__Exercise objective__:
Print each of the rows below verbatim, changing nothing.

__Recorded information__:
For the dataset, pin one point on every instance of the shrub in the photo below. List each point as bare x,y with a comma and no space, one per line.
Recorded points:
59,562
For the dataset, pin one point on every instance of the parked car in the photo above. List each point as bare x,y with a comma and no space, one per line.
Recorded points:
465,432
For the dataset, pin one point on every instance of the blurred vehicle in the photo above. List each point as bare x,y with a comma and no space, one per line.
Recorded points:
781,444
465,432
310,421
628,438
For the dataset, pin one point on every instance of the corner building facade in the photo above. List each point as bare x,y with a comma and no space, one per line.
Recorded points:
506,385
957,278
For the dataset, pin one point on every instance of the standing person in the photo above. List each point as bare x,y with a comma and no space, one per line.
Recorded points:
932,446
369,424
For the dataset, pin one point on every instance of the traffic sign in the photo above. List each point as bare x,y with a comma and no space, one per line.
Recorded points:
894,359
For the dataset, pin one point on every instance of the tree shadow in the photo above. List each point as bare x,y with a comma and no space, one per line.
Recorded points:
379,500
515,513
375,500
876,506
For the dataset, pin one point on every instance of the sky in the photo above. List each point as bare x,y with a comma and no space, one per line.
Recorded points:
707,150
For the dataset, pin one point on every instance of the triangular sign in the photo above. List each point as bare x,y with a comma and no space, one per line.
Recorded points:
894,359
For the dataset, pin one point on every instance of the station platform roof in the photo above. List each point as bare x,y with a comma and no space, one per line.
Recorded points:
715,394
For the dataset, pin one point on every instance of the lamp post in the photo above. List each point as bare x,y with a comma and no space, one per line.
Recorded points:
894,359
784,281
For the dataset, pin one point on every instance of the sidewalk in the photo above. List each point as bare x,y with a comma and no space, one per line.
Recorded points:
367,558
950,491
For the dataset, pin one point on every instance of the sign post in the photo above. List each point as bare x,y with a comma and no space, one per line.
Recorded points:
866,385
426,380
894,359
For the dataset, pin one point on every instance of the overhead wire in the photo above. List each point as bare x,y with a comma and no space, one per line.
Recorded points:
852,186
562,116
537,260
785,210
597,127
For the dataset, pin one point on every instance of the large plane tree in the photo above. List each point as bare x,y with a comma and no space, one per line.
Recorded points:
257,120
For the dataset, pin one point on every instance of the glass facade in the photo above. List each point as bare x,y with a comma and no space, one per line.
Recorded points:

__Exercise answer__:
For the dataset, pin one point on every instance of the shrub in the photo below. List each point as bare x,y with a comma and no space, one per line.
Recorded points:
59,562
For the dataset, pin one point on every instance of the parked car in the photo above. List each point as bare x,y with a comma and no space, one per line.
Recorded points:
465,432
For the dataset, pin one point on every instance of the blurred vehicle in the photo above. List each point as bare x,y with a comma and no space, one per line.
Recorded points:
781,444
465,432
310,421
628,438
For the dataset, pin one point on every instance of the corner building facade in the photo above. List each point as bare x,y with a comma and no space, one per line.
Recorded points:
506,385
957,278
For the dataset, pin one point on every instance of the standing person in the photo above. List each point as bare x,y with a comma and no space, one per line.
Recorded points:
932,446
369,424
For the dataset, pin one point on every instance of the traffic sign in the photo above. List each point as bare x,y with a comma and no space, one per line.
Recorded points:
894,359
For the dataset, pin one point on every instance of the tree shadow in the photo above. List each point as bare x,y with a comma and no space, one per line.
Recorded points:
379,500
515,513
375,500
876,506
For the dataset, pin one point on every instance of the sky in the photo above. List each point as bare x,y with a comma and no space, one per line.
Recorded points:
707,150
For the dataset, pin one point on every instance of the triangular sign in the photo above. List each point as bare x,y with a comma and no space, one per line.
Recorded points:
894,359
For the dataset, pin one point on every instance of the station platform roof in the photo above. List each point as bare x,y with a comma and no space, one per line.
Recorded points:
715,394
For the dataset, pin one point on every instance of the lamp post in the photo above. List each point as bare x,y with a comma and no space, one per line.
Recorded points:
894,359
784,281
For the dataset, pin one point on every instance of the sidewalk in the photo above. List each point as bare x,y with a comma and no space, one per line.
Recorded points:
367,558
950,491
For the dataset, pin one point on every instance of the sign post in the photo above. List each point as bare x,y with a comma and no space, one per line.
Recorded points:
866,385
426,380
894,359
For the dataset, pin one point on every instance of the overhead wire in the photo above. List each point as bare x,y with a comma and no space, one per line.
Recorded points:
852,186
562,116
537,260
785,210
597,127
For the dataset, pin one point on every instance of the large plane tree in the photo above. List each point as bare x,y with a comma and no space, one per line.
Recorded points:
257,120
For the dataset, pin one point on every instance of the glass facade in the photo above. List each point as bare x,y with a comma and no space, one per line.
Recorded points:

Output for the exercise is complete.